Pick out and copy each line of the data below that contains the string "keypoint". Matching is case-sensitive.
Start of INPUT RECORDS
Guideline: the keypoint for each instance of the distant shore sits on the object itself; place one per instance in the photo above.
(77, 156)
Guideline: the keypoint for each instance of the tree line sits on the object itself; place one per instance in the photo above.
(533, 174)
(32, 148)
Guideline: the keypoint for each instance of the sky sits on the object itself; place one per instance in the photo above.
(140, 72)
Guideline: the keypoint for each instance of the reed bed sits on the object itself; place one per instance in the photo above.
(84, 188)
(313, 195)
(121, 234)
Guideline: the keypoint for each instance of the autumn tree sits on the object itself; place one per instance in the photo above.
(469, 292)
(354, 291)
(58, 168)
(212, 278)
End of INPUT RECORDS
Start of INPUT RECORDS
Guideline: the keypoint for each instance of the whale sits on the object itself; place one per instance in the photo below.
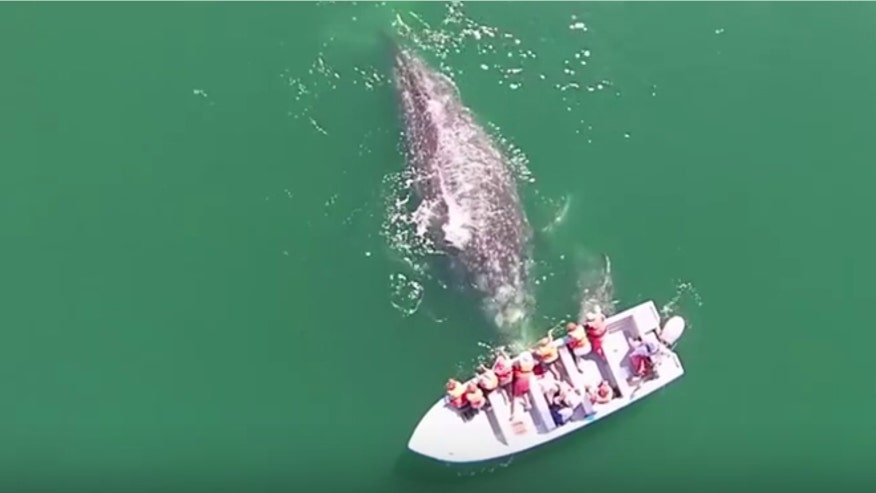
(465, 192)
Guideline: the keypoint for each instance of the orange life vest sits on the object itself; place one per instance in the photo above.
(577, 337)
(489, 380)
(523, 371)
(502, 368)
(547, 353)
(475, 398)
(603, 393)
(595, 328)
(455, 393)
End of INPUT RECORDS
→ THE ANSWER:
Guideline: the keypoint for each instance of the distant shore sits on the object itself; place one per instance in the photo above.
Guideline: the keypoint for each instance of the tree line sits on the object itself; place one per instance in the photo above.
Guideline: the keypoint for each instance of the sky sits on the object itself; place one per instance in the photo above.
Guideline: the keypoint for each instance of the reed bed sits on the object itself; place one per instance in the photo above.
Guideline: the keypoint for each instance of the autumn tree sits on the object itself; place one per instance in the photo above.
Guideline: the keypoint for each instance of the whale sits on the object itself; place one per instance in the photo below.
Guideline: the keypoint for each instance of the orange life vest sits on the object itself; place one per instance in the photo above.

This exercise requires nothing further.